▸ ACTIVITY:
Retype, exactly as they appear below, the lines between the line holding "of the green" and the line holding "of the calm", both ends included.

[Dataset entries]
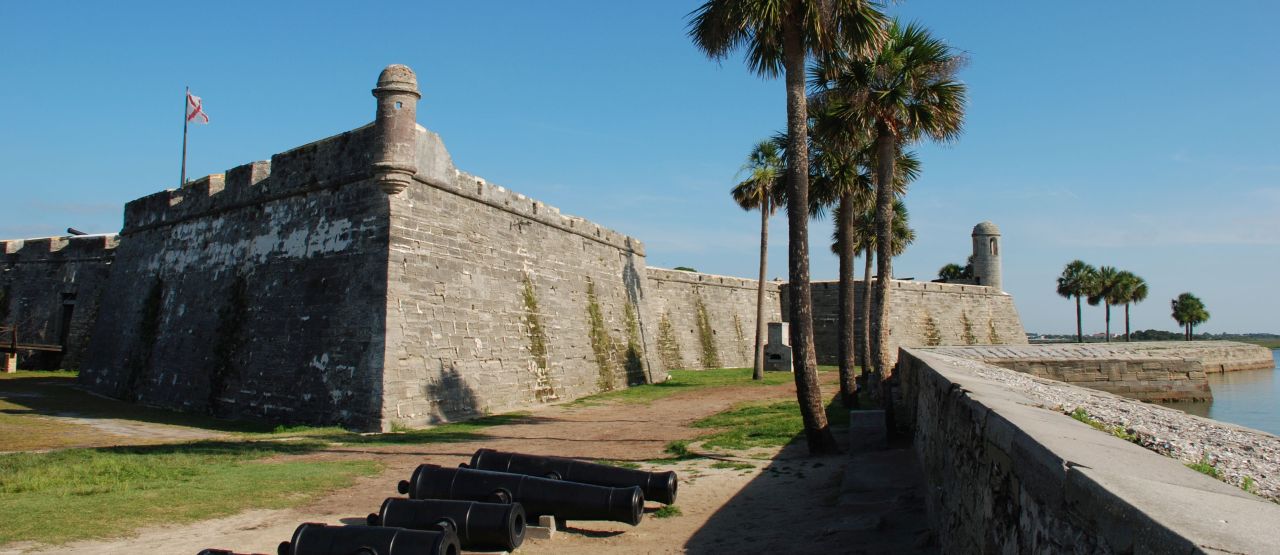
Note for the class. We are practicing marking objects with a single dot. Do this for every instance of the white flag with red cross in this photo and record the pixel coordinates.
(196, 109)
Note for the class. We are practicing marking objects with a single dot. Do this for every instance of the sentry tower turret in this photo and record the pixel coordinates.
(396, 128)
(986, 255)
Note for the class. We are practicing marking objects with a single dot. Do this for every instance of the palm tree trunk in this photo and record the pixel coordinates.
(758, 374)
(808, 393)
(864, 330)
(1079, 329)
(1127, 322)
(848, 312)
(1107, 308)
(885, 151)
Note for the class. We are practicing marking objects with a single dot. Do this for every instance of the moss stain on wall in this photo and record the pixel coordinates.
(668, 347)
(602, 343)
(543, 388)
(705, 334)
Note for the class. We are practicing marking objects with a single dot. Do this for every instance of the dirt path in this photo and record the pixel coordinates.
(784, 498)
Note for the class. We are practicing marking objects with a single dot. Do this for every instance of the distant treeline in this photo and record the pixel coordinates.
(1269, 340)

==

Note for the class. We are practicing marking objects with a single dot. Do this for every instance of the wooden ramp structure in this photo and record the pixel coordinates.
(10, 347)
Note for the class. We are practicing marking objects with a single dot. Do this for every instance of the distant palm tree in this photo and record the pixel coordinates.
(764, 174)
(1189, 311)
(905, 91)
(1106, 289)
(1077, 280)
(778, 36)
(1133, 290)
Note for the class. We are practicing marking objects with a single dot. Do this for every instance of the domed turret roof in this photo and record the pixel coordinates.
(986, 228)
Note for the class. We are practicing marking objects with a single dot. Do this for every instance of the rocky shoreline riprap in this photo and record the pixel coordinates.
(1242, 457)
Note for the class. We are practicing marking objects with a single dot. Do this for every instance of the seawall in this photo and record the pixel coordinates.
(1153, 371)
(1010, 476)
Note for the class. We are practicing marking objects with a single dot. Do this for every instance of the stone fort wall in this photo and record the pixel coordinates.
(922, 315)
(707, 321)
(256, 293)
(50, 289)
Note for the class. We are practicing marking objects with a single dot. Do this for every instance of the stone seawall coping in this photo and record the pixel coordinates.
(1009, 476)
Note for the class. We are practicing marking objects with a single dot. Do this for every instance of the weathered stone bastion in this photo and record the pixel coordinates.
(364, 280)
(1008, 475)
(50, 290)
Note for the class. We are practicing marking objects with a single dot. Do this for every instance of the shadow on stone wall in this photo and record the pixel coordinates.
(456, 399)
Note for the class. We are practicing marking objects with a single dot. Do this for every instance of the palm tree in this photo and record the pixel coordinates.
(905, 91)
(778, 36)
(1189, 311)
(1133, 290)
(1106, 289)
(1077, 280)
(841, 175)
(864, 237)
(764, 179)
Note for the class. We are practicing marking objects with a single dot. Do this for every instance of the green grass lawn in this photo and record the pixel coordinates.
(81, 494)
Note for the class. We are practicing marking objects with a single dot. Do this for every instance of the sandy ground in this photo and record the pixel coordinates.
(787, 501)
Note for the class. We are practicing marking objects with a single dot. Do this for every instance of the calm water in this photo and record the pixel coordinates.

▸ RESPONSE TO THIS EXERCISE:
Note for the class. We are practicing marking objects with a single dot. Do this for every instance of the green grass lawn in this photo and record the pixel coordinates.
(81, 494)
Note for the class. We are practicing marking objects with a single dot. Do this for every instance of the sandy ground in this photo and record the pixel coordinates.
(787, 501)
Note for the class. We are practicing marking objects with a single dot. Do this for every instance of the calm water in this photo and record the pixel coordinates.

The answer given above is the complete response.